PROBLEM: Write the records out again, exactly.
/---
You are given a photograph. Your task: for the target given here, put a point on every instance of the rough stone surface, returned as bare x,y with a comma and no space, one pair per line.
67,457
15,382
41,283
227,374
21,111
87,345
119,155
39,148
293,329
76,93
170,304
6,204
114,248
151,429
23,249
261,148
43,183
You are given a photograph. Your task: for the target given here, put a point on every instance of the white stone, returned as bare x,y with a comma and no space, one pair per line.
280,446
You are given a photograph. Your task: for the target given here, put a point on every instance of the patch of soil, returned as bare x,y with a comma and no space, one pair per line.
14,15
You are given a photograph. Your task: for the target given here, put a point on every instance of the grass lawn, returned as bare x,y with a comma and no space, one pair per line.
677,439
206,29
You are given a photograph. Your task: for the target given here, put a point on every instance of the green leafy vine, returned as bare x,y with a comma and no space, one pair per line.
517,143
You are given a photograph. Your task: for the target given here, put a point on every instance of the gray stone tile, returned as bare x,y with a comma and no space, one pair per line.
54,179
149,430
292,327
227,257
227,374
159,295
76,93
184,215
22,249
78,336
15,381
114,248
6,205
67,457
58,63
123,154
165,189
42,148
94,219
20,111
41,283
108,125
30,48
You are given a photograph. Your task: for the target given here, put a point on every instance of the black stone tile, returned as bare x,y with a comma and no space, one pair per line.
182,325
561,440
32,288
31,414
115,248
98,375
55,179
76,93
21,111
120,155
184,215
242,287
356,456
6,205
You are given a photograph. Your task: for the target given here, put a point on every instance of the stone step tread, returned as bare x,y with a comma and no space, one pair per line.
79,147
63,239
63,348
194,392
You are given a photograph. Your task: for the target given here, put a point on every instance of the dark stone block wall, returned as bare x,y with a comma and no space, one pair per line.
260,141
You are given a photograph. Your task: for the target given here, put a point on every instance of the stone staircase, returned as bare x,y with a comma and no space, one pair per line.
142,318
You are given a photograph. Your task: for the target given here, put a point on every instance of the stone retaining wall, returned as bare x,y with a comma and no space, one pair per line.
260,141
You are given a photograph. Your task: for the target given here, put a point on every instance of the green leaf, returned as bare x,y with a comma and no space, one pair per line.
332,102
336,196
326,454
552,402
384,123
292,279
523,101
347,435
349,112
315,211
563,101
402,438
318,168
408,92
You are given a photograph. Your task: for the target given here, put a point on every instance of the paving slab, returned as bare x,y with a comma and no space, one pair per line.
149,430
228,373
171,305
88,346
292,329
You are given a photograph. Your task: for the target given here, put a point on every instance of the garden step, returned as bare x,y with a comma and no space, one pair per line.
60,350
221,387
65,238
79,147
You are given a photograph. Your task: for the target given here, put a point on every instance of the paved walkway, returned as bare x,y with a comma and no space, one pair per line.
\---
SOLUTION TO THIS EXERCISE:
You are given a photograph. Your task: for the target given here, put a point on every instance of the rough stone surface, returned as bare x,y with a comma and no space, one pair per line.
67,457
15,382
41,283
227,374
21,111
87,345
119,155
39,148
293,329
76,93
170,304
6,204
114,248
151,429
23,249
261,148
43,183
You are given a photograph. Your task: for the target given here, put a point on every instance of the white stone, returned as bare x,y with a comma and no space, one pair per line.
280,446
You are given a photograph. Your task: for the target given here, put a point on every instance of the patch of soil, returned as bare x,y with a comma and no space, one pair per line.
14,15
You are given a photograph. Your task: for the target given here, put a point on every instance of the grass lawn, returned as bare x,y with a comma and no space, one pair per line.
677,439
206,29
You are given a photograph. Your task: for the target given here, put a point on every instance of the green leafy vine, returned as bare x,y with a comma and no space, one pair per line.
517,143
You are given a photograph. Your task: for the target given here, put a point on every instance of the gray stone tile, returned as bare x,y with a comma and no space, one pair per line.
54,179
149,430
292,327
227,257
227,374
159,295
76,93
184,215
22,249
78,336
15,381
114,248
6,205
67,457
58,63
123,154
165,189
42,148
94,219
20,111
41,283
108,125
30,48
You are given a photograph. Your task: for the target given here, put a point on every instance of the black stone tile, returned as bare x,y with a comma and no space, one pair per line.
182,325
561,440
32,288
31,414
115,248
98,375
55,179
76,93
21,111
120,155
184,215
242,287
356,456
6,205
You are given a photograph. Your task: for the target given here, put a point on every instance of the stone step tread, returned as bare x,y with a comma and no space, one pair per line.
79,147
63,239
63,348
194,392
You are given a photograph. Your task: for the target given here, put a point on every instance of the dark stone block wall, returned as bare x,y with a comma and no space, one pair per line.
260,141
You are given a photograph. Your task: for the target given here, put a point on every instance of the stone staircase, returned as bare x,y with a comma and no space, one pair per line.
142,318
You are given a photograph. Your task: for the target given here, put a point on every instance of the stone retaining wall, returned as bare x,y with a comma and no space, one pair per line.
260,141
You are given a photograph. Your task: for the target given here, put a point on every instance of the green leaf, returned as bare x,y with a comma and no space, one pair per line.
332,102
336,196
326,454
552,402
384,123
292,279
523,101
347,435
349,112
315,211
563,101
402,438
318,168
408,92
You are given a photograph. Your task: for the target given here, put a point on every instance of the paving slab, returned as bare x,y with a comma and no space, one pair per line.
149,430
228,373
171,305
88,346
292,329
You are given a photograph. Your task: for the target given here, put a point on every instance of the garden step, returned as bare x,y with a comma and no space, one pair per line.
60,350
221,387
65,238
79,147
You are given a photograph. Your task: for the target given here, put a point on every instance of the paved walkway, returned as bare x,y with a comma and no space, one pair per line.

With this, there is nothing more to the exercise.